[Saved entries]
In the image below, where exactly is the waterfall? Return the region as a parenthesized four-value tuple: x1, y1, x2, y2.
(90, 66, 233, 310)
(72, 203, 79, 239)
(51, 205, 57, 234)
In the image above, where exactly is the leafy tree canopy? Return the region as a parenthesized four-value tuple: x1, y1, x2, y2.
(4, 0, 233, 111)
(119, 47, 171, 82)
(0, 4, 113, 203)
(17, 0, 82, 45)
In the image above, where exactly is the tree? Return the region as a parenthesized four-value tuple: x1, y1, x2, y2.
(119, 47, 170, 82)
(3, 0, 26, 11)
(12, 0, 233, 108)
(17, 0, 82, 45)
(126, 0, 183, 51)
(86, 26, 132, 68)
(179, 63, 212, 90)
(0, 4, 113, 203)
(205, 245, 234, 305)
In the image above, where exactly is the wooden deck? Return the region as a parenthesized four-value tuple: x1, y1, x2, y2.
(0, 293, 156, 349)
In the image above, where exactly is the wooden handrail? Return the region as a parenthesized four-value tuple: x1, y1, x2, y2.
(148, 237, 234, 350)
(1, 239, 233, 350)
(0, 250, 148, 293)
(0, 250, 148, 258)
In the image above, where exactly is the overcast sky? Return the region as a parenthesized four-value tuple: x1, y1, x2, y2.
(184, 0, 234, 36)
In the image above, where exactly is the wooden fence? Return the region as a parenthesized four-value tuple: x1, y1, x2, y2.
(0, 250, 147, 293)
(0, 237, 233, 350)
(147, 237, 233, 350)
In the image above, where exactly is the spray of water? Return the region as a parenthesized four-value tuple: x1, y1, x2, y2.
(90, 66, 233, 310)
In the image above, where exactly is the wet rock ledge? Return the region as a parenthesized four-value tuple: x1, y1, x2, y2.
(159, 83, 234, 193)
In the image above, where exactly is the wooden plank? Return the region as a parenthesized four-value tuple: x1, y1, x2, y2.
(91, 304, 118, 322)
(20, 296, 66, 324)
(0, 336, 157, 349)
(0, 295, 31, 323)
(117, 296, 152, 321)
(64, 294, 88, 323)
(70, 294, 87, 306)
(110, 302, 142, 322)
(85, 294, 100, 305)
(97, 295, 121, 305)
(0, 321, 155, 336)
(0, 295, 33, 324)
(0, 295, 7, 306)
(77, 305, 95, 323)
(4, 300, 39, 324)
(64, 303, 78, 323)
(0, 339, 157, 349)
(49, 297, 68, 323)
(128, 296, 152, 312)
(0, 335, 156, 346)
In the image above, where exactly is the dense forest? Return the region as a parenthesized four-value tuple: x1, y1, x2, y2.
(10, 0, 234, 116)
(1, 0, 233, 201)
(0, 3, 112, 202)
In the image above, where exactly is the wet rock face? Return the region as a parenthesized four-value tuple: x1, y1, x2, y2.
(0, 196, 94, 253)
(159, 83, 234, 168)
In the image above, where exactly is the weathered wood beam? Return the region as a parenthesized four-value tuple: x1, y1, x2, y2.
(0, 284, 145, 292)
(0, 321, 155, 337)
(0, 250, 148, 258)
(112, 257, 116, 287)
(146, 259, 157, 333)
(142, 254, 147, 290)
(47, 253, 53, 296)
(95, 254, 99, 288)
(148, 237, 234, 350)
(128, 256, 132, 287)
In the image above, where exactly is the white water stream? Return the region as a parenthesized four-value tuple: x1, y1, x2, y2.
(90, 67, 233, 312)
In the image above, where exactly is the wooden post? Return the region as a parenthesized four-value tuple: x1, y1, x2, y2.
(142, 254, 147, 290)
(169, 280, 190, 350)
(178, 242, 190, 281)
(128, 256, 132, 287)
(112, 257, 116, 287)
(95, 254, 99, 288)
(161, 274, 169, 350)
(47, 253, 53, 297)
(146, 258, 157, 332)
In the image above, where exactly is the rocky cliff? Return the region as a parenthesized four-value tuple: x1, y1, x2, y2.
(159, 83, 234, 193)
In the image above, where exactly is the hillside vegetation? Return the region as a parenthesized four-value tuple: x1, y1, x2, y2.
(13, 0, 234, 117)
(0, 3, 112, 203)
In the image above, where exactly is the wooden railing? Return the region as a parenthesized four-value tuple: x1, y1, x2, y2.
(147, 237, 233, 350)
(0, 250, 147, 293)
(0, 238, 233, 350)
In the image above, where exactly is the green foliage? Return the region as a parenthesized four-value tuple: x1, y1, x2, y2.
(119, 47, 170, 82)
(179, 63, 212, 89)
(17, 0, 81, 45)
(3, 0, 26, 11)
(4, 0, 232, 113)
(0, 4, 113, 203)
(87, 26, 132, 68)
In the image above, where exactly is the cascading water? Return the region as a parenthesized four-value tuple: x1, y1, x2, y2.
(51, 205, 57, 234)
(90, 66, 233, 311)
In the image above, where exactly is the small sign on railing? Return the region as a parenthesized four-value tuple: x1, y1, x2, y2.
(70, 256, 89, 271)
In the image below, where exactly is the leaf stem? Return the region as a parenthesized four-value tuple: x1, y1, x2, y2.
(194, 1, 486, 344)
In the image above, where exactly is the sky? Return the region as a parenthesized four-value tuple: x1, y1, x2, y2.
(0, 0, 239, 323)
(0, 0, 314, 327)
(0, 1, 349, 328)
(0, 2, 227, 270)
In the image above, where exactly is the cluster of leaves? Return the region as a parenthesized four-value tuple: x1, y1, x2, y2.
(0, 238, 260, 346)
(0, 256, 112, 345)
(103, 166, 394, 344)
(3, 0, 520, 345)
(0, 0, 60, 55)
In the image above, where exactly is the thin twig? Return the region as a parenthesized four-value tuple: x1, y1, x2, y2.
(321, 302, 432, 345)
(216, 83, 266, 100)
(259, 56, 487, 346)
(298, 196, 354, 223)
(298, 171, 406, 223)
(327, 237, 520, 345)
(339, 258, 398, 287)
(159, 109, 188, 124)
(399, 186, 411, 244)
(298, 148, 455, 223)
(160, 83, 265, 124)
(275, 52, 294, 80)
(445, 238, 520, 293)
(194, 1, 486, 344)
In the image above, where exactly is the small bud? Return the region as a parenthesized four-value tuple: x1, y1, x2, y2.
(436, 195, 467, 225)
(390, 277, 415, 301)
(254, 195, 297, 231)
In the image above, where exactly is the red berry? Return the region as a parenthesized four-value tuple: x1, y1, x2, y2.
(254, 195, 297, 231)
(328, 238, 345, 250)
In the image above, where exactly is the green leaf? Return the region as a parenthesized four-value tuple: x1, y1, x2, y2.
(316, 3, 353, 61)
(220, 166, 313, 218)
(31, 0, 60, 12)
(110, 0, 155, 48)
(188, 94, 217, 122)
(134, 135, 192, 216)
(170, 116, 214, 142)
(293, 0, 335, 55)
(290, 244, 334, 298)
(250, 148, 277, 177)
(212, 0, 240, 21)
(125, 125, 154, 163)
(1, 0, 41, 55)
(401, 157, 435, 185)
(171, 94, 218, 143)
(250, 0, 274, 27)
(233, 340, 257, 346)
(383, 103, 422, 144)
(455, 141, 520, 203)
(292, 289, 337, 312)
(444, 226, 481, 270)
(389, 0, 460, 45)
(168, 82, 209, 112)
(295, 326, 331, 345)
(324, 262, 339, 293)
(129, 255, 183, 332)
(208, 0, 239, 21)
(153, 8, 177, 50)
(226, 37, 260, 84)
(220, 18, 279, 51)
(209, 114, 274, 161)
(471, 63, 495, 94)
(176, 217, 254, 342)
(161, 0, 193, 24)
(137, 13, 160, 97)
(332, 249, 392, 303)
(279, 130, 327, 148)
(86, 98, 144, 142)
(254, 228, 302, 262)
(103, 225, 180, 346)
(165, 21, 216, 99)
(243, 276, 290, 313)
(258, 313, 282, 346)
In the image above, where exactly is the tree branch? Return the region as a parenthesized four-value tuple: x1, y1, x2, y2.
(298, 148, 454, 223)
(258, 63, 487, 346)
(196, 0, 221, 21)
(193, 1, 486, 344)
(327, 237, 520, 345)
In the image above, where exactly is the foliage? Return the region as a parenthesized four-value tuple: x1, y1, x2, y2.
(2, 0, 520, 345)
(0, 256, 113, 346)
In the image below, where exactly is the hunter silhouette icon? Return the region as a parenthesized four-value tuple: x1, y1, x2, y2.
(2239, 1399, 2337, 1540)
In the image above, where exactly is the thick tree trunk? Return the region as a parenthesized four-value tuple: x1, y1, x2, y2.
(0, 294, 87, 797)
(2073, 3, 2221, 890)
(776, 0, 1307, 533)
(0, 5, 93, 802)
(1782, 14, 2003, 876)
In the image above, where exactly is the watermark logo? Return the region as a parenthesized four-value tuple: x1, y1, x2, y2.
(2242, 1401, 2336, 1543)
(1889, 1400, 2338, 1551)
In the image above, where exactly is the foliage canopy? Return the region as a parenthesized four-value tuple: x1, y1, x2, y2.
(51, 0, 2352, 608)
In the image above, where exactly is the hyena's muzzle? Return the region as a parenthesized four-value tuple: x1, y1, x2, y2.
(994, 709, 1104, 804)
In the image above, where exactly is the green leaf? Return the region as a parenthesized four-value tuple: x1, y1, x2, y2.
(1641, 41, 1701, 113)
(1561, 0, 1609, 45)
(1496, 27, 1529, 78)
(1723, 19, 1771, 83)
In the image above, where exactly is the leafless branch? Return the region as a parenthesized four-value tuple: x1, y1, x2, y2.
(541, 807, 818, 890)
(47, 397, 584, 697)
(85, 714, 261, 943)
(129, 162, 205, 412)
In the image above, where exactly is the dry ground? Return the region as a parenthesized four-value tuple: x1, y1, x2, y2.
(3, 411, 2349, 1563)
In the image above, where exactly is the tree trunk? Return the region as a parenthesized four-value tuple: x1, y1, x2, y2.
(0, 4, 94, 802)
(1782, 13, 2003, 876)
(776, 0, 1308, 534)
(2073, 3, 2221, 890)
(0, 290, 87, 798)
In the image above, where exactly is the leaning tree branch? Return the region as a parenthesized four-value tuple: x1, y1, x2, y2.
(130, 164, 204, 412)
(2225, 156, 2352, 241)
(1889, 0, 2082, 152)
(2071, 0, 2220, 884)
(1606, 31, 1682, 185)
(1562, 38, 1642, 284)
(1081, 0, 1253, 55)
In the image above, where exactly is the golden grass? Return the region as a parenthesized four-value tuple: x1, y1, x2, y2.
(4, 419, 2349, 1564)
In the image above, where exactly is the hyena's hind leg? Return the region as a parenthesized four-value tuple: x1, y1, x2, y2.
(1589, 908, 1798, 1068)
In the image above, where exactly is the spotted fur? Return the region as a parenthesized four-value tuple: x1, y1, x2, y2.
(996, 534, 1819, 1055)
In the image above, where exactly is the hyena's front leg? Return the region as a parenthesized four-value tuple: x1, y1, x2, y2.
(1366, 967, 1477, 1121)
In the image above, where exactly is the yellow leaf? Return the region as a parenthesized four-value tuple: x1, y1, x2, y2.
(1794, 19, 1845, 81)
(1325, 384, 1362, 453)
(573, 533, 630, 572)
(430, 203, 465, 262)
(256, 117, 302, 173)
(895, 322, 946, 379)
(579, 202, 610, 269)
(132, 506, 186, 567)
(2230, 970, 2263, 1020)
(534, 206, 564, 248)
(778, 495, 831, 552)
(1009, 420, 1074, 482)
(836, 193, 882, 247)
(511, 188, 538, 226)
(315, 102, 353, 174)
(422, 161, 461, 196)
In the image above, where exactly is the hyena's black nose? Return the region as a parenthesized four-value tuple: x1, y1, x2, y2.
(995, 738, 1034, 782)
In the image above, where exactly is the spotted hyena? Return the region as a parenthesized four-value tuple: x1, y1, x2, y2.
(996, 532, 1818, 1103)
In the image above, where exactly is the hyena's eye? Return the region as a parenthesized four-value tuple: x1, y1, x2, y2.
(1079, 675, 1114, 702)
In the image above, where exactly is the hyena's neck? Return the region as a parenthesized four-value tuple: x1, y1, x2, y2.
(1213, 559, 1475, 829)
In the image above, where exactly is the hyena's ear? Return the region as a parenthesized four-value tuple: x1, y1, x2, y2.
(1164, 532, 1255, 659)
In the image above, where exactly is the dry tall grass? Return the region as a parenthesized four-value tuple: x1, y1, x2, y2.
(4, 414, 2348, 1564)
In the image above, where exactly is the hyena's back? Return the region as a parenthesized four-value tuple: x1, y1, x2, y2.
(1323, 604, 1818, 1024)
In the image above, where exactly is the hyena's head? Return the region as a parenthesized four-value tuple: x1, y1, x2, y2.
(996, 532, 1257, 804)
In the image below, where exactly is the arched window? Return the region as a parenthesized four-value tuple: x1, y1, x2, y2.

● What the task requires: All that is wanted is the line with "In the image above, where exactly is the hyena's eye?" and every later line in the entries, reproduced exactly.

● Answer to this problem:
In the image above, where exactly is the hyena's eye? Return the region as a parenthesized four-value tuple: x1, y1, x2, y2.
(1079, 675, 1114, 702)
In the image above, where exactly is the hyena's neck? Return the region as a parenthesized four-value tuple: x1, y1, x2, y2.
(1213, 559, 1475, 829)
In the image above, where exactly is the hyena's ear? Return the region as a parenthesized four-value tuple: x1, y1, x2, y2.
(1164, 532, 1255, 659)
In the image above, where exactly is the dry tall grass? Return the region as a parenthesized four-value tuple: x1, y1, x2, y2.
(4, 414, 2348, 1564)
In the image above, where exactly is the hyena's back? Return the region as a parenthesized four-value tuple: x1, y1, x2, y2.
(1323, 604, 1818, 1024)
In the image above, where exactly is the hyena's head? Return the region as a parenthesized four-value tuple: x1, y1, x2, y2.
(996, 532, 1257, 804)
In the image below, where exactly is the arched window? Return the region as a parenthesized four-value tuple: x1, y1, x2, y2.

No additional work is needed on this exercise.